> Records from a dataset
________

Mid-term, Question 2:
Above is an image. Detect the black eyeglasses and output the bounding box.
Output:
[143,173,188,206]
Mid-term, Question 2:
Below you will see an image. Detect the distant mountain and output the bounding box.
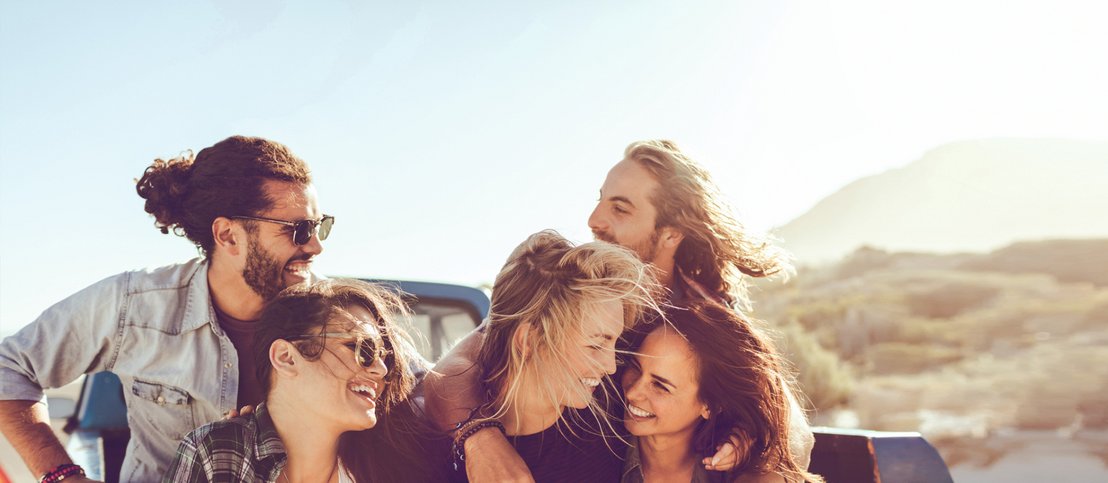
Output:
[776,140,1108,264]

________

> The problem
Put every line of the material above into a JSON list of strings, with one string per line and blank lines skipped. Leave the pictures out of the list.

> Output below
[
  "Mid-term, Question 2:",
  "Above is an image. Detect the black eyeglasses and output the bounding box.",
  "Output:",
  "[143,173,188,206]",
  "Mid-term, Question 2:",
  "Below you will see an image. Detect the distant mountain and output the bounding box.",
  "Output:",
  "[776,140,1108,264]"
]